[Stored dataset data]
[Begin]

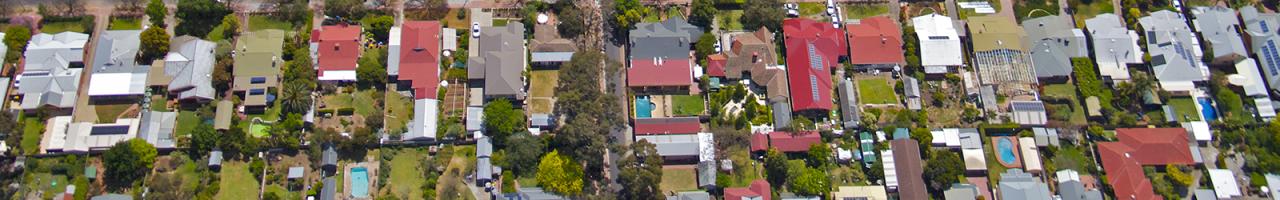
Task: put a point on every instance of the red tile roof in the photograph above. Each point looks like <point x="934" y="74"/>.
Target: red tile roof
<point x="877" y="40"/>
<point x="420" y="57"/>
<point x="339" y="48"/>
<point x="670" y="72"/>
<point x="667" y="126"/>
<point x="1123" y="160"/>
<point x="794" y="141"/>
<point x="716" y="64"/>
<point x="810" y="41"/>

[End]

_OBJECTIVE:_
Give the data above as a two-column CSV headed input and output, where each row pairs a text with its answer and every field is in double quotes with line breaks replaced by spaces. Leave out the pictures.

_WRITTEN ANSWER:_
input,output
"Task: put a point on every instance of the red tile roof in the photograph above. Each point looks like <point x=""934"" y=""74""/>. Target: red tile roof","<point x=""877"" y=""40""/> <point x=""420"" y=""57""/> <point x=""339"" y=""48""/> <point x=""670"" y=""72""/> <point x=""667"" y=""126""/> <point x=""1123"" y=""160""/> <point x=""794"" y=""141""/> <point x=""716"" y=""64""/> <point x=""810"" y=""41""/>"